Data for processing start

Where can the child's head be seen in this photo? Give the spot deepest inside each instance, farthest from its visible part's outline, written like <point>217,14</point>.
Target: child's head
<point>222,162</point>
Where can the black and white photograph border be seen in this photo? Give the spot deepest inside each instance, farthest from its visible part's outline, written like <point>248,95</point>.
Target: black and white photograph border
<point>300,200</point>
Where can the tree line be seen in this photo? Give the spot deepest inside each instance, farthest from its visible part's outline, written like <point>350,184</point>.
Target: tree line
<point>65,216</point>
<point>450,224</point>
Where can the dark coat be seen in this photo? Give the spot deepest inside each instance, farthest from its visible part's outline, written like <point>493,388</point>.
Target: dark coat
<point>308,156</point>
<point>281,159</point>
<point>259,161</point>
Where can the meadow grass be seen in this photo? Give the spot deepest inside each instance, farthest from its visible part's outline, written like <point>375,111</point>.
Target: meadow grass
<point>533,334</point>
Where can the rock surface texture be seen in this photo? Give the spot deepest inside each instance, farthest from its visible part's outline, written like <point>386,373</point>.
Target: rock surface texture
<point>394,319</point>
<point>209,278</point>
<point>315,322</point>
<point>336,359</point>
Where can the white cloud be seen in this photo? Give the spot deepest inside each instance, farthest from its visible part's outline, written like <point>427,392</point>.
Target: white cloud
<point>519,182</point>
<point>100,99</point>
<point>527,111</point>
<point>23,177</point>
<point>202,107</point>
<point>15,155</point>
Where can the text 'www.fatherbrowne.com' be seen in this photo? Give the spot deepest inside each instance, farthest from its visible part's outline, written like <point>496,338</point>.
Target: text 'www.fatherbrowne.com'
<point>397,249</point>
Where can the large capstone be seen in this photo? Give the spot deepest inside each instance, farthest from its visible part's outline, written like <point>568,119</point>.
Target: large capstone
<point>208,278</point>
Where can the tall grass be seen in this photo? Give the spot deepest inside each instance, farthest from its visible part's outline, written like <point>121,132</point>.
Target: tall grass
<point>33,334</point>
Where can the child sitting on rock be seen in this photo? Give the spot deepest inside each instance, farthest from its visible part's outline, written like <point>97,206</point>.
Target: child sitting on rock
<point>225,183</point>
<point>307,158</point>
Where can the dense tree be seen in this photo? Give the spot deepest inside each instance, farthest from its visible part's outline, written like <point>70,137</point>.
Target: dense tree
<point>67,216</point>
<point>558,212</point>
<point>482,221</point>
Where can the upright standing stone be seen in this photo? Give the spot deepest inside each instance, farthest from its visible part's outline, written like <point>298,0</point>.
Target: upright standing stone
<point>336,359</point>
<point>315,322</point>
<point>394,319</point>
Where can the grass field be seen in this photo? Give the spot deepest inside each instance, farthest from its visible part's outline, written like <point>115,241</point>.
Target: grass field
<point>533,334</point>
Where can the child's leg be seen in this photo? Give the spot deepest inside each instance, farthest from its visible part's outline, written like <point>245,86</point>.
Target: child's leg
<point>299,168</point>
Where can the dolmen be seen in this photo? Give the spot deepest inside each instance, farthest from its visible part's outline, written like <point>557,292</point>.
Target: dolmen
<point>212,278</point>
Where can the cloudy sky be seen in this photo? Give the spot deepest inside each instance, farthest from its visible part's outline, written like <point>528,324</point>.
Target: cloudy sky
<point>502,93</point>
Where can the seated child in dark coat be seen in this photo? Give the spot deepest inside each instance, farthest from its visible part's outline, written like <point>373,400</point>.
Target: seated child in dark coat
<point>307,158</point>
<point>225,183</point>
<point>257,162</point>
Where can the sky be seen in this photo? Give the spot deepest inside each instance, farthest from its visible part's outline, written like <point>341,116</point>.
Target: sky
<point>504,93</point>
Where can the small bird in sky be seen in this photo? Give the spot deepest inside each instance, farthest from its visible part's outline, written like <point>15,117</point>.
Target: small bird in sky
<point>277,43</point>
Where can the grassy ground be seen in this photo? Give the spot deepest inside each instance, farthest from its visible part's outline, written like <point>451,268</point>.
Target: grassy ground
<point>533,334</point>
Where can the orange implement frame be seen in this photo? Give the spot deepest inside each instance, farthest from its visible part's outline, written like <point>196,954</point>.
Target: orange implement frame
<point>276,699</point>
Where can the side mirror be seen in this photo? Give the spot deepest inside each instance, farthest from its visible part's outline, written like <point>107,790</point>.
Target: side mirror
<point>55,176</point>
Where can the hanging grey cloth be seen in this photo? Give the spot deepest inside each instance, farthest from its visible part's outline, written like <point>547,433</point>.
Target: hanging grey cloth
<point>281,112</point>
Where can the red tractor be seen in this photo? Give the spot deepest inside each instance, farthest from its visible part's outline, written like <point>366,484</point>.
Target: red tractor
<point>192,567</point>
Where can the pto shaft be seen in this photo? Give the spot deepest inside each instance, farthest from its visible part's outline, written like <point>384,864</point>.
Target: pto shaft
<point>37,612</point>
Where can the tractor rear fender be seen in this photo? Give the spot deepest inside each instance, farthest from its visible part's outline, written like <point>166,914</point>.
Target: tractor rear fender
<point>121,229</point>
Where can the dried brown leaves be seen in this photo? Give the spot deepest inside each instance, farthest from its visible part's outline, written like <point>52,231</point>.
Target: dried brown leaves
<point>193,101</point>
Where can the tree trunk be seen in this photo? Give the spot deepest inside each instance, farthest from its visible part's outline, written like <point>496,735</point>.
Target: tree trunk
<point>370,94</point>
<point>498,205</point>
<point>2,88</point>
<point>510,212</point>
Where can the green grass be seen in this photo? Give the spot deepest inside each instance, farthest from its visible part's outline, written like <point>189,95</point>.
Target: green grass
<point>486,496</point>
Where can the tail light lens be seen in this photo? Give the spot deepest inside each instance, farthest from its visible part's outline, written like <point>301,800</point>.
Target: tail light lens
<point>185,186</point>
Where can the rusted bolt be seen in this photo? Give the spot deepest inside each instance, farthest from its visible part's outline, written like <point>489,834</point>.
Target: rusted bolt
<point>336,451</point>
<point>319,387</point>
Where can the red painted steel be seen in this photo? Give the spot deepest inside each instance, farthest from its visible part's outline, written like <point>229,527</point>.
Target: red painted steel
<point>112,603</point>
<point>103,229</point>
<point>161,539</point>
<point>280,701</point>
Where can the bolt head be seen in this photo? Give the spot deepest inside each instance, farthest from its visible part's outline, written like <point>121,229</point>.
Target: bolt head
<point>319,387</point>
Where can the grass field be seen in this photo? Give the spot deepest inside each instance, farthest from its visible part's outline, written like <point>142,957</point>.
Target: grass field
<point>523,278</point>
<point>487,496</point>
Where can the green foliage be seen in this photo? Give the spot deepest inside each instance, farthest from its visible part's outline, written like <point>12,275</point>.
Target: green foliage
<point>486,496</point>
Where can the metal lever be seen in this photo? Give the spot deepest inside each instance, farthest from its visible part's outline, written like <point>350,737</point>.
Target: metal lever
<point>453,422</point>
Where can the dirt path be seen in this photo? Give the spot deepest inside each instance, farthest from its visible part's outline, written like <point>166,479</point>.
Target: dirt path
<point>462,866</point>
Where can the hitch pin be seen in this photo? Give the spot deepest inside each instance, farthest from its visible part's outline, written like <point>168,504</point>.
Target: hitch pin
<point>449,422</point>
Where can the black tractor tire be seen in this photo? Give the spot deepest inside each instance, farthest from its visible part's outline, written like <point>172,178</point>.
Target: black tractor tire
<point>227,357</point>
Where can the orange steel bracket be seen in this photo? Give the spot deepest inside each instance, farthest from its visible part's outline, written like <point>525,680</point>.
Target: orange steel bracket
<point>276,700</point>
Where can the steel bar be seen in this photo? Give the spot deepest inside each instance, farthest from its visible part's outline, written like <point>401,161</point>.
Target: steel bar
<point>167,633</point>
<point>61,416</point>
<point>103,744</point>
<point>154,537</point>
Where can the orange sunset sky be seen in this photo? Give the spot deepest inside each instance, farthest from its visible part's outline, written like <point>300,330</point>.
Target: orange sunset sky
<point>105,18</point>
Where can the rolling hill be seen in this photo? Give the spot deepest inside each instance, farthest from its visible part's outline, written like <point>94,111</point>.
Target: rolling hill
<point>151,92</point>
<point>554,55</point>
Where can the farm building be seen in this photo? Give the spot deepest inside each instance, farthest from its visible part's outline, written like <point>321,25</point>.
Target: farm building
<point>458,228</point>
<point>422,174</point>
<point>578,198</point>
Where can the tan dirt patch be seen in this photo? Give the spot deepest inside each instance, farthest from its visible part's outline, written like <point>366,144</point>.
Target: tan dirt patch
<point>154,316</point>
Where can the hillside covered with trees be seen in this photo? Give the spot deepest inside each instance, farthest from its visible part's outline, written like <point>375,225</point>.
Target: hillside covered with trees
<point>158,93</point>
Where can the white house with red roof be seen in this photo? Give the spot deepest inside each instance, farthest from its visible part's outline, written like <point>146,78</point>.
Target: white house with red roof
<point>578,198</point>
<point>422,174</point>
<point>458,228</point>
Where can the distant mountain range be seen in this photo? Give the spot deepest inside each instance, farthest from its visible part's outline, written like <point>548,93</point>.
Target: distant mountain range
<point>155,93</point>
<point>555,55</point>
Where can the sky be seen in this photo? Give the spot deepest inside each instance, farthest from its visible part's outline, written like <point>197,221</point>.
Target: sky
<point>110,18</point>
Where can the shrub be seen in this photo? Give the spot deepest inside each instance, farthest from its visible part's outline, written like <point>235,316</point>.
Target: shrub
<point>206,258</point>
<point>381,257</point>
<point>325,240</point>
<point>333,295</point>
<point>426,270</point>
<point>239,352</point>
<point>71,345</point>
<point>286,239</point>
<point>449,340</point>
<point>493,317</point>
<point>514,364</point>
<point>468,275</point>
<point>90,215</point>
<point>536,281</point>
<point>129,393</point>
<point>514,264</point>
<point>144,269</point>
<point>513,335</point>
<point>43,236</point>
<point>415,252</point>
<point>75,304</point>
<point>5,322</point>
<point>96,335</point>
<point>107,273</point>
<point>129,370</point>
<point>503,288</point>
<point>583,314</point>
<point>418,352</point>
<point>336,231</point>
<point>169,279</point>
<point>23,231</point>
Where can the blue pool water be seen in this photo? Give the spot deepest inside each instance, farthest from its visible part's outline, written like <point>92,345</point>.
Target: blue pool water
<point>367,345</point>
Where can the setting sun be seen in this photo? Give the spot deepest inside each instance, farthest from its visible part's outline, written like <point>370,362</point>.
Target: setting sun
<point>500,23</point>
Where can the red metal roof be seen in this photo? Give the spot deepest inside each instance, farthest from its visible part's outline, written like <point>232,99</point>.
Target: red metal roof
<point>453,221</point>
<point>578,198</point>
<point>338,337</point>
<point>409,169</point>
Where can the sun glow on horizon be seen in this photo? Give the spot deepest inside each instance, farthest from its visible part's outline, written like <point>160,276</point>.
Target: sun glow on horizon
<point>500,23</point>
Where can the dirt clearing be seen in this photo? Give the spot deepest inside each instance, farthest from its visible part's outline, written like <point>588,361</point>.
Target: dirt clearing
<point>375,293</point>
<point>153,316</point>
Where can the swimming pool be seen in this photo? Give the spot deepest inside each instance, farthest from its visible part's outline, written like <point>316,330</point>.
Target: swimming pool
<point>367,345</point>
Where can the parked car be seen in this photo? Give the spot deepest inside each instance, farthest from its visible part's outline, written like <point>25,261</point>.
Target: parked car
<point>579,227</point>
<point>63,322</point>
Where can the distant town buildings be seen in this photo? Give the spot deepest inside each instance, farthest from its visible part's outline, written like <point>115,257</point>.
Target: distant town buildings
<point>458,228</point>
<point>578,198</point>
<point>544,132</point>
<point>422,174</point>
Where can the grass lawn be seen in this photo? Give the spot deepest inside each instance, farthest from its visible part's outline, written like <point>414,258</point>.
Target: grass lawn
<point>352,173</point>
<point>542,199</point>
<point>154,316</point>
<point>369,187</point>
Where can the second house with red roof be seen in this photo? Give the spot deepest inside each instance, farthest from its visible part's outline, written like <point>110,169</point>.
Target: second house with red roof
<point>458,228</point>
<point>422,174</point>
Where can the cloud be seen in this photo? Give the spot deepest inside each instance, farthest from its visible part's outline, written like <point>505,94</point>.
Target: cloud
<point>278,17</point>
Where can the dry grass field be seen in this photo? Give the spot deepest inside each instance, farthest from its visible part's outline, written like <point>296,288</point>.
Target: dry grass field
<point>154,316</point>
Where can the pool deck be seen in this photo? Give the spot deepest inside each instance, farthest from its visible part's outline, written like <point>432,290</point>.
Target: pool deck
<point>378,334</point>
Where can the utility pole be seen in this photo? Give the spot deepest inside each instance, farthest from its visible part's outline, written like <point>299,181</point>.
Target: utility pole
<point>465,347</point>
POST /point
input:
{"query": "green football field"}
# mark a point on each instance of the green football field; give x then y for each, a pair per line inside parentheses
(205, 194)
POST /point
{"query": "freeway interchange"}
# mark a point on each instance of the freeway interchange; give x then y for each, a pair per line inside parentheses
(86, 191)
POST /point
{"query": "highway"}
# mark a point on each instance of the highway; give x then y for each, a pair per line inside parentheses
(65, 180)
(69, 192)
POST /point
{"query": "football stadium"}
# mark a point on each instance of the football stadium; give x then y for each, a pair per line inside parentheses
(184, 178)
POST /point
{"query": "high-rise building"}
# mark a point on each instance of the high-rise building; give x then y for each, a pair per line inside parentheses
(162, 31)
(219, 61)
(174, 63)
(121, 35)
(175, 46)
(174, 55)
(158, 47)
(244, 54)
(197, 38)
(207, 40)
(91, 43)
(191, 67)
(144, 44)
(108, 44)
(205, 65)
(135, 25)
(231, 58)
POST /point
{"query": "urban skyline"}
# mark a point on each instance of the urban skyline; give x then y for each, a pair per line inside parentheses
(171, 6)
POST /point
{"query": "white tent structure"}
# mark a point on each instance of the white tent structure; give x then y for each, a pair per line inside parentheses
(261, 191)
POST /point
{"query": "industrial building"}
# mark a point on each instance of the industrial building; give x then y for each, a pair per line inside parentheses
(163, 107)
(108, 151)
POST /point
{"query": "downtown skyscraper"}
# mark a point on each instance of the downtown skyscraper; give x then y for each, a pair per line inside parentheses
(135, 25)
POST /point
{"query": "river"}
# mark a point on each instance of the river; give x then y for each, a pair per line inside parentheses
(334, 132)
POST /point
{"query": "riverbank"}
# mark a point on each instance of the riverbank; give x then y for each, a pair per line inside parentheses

Data for processing end

Starting at the line containing "Where can the orange implement" and ending after the line containing "<point>193,101</point>", arrange those lines as a JSON list of strings with one string per line and blank lines left out.

● **Solution**
[
  "Where can the orange implement frame be seen in this photo? Give the spot deepest inside each instance, farthest from its visible part's outline, written like <point>196,954</point>.",
  "Target: orange implement frame",
  "<point>276,699</point>",
  "Where can the side mirror be seen in this photo? Give the spot deepest inside each instance, farthest from its visible part's outline, written like <point>107,790</point>.",
  "Target: side mirror",
  "<point>55,176</point>",
  "Where can the hanging grey cloth be seen in this photo? Give the spot deepest inside each instance, farthest from its visible part's outline, written like <point>547,433</point>.",
  "Target: hanging grey cloth",
  "<point>281,112</point>",
  "Where can the red tractor be seen in this photo? Give the spot deepest inside each instance, farthest from its visible part's outline, written like <point>366,484</point>.",
  "Target: red tractor",
  "<point>192,567</point>",
  "Where can the pto shaft be seen in this photo? Give the spot deepest inside each instance, farthest from its visible part's outline, written like <point>384,864</point>.",
  "Target: pto shaft",
  "<point>37,612</point>",
  "Where can the tractor rear fender be seen in this photo? Give the spot deepest inside each instance, farthest from its visible part's outline, written like <point>166,914</point>.",
  "Target: tractor rear fender",
  "<point>121,229</point>",
  "Where can the dried brown leaves be seen in this photo? Give the spot deepest inside each instance, farthest from its visible part's outline, written like <point>52,231</point>.",
  "Target: dried brown leaves",
  "<point>193,101</point>"
]